• Information supplied
---------------
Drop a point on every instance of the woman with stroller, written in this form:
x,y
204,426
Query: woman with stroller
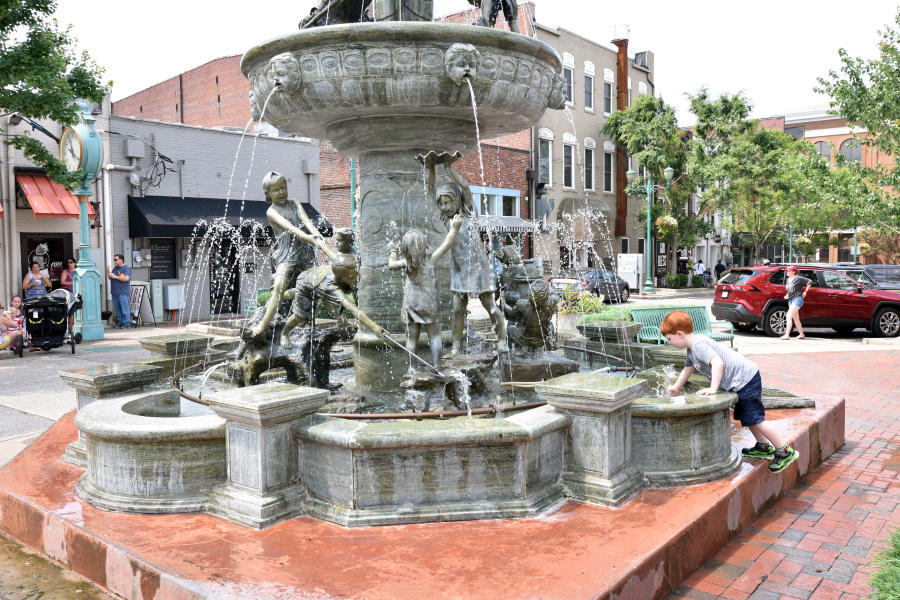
x,y
35,283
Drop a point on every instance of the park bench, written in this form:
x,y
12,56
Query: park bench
x,y
651,319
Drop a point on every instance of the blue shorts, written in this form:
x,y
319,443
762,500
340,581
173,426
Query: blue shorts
x,y
749,409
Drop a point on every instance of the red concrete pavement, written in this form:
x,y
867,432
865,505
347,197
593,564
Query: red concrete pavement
x,y
817,541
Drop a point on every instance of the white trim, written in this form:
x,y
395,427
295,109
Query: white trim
x,y
574,148
593,152
811,133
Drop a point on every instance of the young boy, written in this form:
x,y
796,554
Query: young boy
x,y
731,371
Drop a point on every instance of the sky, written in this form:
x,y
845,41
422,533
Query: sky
x,y
773,51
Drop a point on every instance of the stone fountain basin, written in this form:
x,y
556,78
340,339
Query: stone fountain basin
x,y
145,457
356,79
381,473
684,443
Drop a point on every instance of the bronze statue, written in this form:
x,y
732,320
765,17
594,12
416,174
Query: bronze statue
x,y
421,300
491,8
471,271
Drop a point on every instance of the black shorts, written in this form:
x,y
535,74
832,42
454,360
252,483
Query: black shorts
x,y
749,409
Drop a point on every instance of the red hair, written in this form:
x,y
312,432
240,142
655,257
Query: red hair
x,y
677,320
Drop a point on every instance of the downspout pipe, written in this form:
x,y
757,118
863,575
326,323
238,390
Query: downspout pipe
x,y
107,210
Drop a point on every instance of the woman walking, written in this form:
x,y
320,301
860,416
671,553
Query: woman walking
x,y
796,287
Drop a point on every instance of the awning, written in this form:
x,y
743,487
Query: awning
x,y
173,216
48,199
506,224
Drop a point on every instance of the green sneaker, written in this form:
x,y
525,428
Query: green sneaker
x,y
760,450
782,459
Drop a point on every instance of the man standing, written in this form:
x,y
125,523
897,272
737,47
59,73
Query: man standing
x,y
120,290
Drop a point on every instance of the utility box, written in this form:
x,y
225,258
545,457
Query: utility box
x,y
173,296
630,267
156,299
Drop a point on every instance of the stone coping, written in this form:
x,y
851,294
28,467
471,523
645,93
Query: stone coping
x,y
430,432
107,419
693,405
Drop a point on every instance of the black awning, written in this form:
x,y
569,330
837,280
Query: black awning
x,y
173,216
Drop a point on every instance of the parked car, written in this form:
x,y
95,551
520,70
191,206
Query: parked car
x,y
883,277
612,287
754,296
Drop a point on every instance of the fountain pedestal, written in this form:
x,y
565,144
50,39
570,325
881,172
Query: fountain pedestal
x,y
262,487
599,467
101,382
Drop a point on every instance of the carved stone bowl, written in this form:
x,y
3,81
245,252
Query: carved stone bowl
x,y
395,86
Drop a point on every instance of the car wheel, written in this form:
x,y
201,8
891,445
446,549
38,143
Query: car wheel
x,y
775,321
887,322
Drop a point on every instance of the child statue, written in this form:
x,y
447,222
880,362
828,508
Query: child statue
x,y
421,304
471,271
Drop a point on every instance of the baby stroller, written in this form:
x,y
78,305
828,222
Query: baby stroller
x,y
46,322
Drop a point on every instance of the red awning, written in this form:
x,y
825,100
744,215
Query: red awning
x,y
48,199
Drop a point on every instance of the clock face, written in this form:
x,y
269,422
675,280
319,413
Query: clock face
x,y
71,149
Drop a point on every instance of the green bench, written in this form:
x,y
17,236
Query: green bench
x,y
651,319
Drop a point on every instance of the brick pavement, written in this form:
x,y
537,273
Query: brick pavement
x,y
817,541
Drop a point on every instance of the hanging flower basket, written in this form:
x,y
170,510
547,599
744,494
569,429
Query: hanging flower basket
x,y
666,223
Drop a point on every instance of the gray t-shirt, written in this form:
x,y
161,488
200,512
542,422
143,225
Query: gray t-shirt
x,y
738,370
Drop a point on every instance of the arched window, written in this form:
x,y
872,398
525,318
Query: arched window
x,y
851,150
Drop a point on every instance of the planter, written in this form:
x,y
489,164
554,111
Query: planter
x,y
610,331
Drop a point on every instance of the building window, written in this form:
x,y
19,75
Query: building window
x,y
607,172
824,149
546,170
588,169
851,150
588,92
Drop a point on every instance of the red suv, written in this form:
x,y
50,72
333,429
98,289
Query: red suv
x,y
751,296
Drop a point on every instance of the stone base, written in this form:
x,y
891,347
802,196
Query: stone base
x,y
259,512
542,502
548,366
591,487
151,505
76,454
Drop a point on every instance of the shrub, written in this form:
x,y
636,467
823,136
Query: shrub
x,y
886,579
584,302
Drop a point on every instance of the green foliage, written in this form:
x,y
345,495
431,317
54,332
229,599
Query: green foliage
x,y
583,302
886,579
608,313
41,74
865,92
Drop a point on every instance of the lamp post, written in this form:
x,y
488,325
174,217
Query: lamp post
x,y
632,176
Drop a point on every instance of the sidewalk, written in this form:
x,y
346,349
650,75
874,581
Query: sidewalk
x,y
817,542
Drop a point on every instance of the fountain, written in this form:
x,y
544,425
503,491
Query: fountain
x,y
405,98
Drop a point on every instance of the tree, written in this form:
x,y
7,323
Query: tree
x,y
865,92
649,132
40,76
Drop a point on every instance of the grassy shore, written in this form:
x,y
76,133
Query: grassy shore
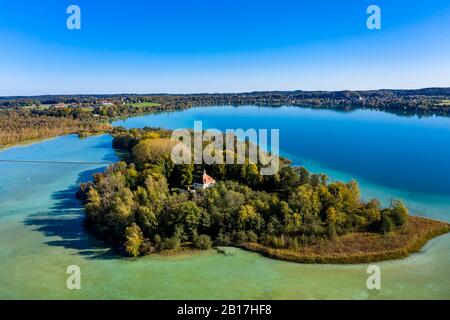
---------------
• Given instruction
Reproduce the entries exactly. Do not carry over any picture.

• Solution below
Drop a point on every instance of the woman with stroller, written in this form:
x,y
204,426
Query: woman with stroller
x,y
35,283
Drop a point on every instance of the park bench, written in this form:
x,y
12,56
Query: park bench
x,y
651,319
Drop a point on every instance of the blue shorts, written in this form:
x,y
319,443
762,500
340,581
173,426
Query: blue shorts
x,y
749,409
Drop a point on every instance of the red concrete pavement, written in this form:
x,y
867,432
865,505
347,197
593,564
Query: red concrete pavement
x,y
817,541
Drop a point on every instance of the white trim, written in this form:
x,y
395,427
295,109
Query: white trim
x,y
574,148
593,152
811,133
Drop a point on every instance of the young boy, written in this form:
x,y
796,554
Query: young boy
x,y
731,371
Drop a point on every instance of the sky, written in this form:
x,y
845,41
422,533
Query: sky
x,y
773,51
Drop a point on every instance of the stone fountain basin, written in this form:
x,y
556,78
340,339
Query: stone fountain basin
x,y
145,457
356,79
381,473
684,443
Drop a point on every instance of the bronze statue, written in this form:
x,y
732,320
765,17
594,12
416,174
Query: bronze statue
x,y
421,300
491,8
471,271
Drop a point on every instance of the black shorts, written in this form:
x,y
535,74
832,42
454,360
252,483
Query: black shorts
x,y
749,409
Drop a point on every instance of the red hair, written in this form:
x,y
312,432
240,142
655,257
Query: red hair
x,y
677,320
Drop a point on every instance of the downspout pipe, written in this form:
x,y
757,118
863,575
326,323
238,390
Query: downspout pipe
x,y
107,210
Drop a point on every instance of the woman walking, written in this form:
x,y
320,301
860,416
671,553
Query: woman walking
x,y
796,287
Drop a point on every instance of the awning, written in this form:
x,y
743,487
Query: awning
x,y
173,216
48,199
506,224
Drop a point on every instance of the green sneaker, written in this form:
x,y
525,428
Query: green sneaker
x,y
760,450
782,459
Drop a point on every instance of the man standing, written in this form:
x,y
125,523
897,272
737,47
59,73
Query: man standing
x,y
120,290
Drop a point on every instance of the utility box, written in this form:
x,y
225,258
545,457
Query: utility box
x,y
173,296
630,267
156,299
Drop a point on every instance of the stone coping, written in this form:
x,y
851,294
28,467
471,523
645,93
Query: stone coping
x,y
430,432
107,419
693,405
Drop a point on every instance of the black awning, written in this form:
x,y
569,330
837,280
Query: black awning
x,y
173,216
Drop a point on every instance of the parked car, written in this form:
x,y
95,551
520,70
191,206
Query: parked car
x,y
883,277
612,287
754,296
Drop a point on every instance of the fountain pedestal, written in this form:
x,y
565,144
50,39
570,325
881,172
Query: fountain pedestal
x,y
262,487
599,467
101,382
Drop a point on every instance of the carved stone bowl, written in this form:
x,y
3,81
245,252
Query: carved stone bowl
x,y
395,86
Drop a point on every instance of the car wheel, written in this form:
x,y
201,8
891,445
446,549
38,143
Query: car wheel
x,y
775,321
887,322
Drop a point on every instance of the child statue, written in this form:
x,y
447,222
880,362
828,508
Query: child statue
x,y
421,304
471,271
Drop a point on every instance of the baby stroller, written in this form:
x,y
78,305
828,222
Query: baby stroller
x,y
46,322
Drop a point on every instance of the red awning, written in this form:
x,y
825,100
744,215
Query: red awning
x,y
48,199
Drop a point on every instance of the clock face, written in this form:
x,y
269,422
675,280
319,413
Query: clock face
x,y
71,149
Drop a point on every instance of the green bench, written in this form:
x,y
17,236
Query: green bench
x,y
651,319
Drop a point on every instance of the brick pavement, written in this form:
x,y
537,273
Query: brick pavement
x,y
817,541
Drop a point on every instance of the hanging flower basket, written in this form:
x,y
170,510
547,599
744,494
569,429
Query: hanging flower basket
x,y
666,223
Drop a point on every instance of the gray t-shirt, written in this form:
x,y
161,488
200,512
542,422
143,225
Query: gray t-shirt
x,y
738,370
Drop a point on every instance of the arched window, written in this form:
x,y
872,398
525,318
Query: arched window
x,y
851,150
Drop a point on every instance of the planter, written in this form:
x,y
489,164
554,111
Query: planter
x,y
610,331
Drop a point on every instance of the building window, written in this form:
x,y
19,75
Query: building window
x,y
607,172
824,149
546,170
588,169
851,150
588,92
Drop a point on every instance of the red suv, written in this form:
x,y
50,72
333,429
98,289
Query: red suv
x,y
751,296
Drop a point on every instance of the stone base, written in this form:
x,y
891,347
802,196
Query: stone base
x,y
259,512
542,502
548,366
591,487
151,505
76,454
Drop a point on every instance of the shrub, written in this form:
x,y
636,467
823,136
Query: shrub
x,y
886,579
584,302
Drop a point on every instance of the green foliage, written in this form:
x,y
345,495
431,317
54,332
229,599
Query: green foliage
x,y
583,302
886,579
608,313
41,74
865,92
Drop a point on every instance of the lamp post, written in this form:
x,y
488,325
174,217
Query: lamp post
x,y
632,176
Drop a point on every instance of the sidewalk, written in this form:
x,y
346,349
650,75
874,581
Query: sidewalk
x,y
817,542
Drop a point on every instance of the fountain, written in this form:
x,y
544,425
503,491
Query: fountain
x,y
405,98
Drop a point on every instance of the tree, written in this form:
x,y
7,323
Query: tree
x,y
865,92
649,132
40,76
Drop a point on every instance of the grassy shore, written in this form:
x,y
76,133
Query: grassy shore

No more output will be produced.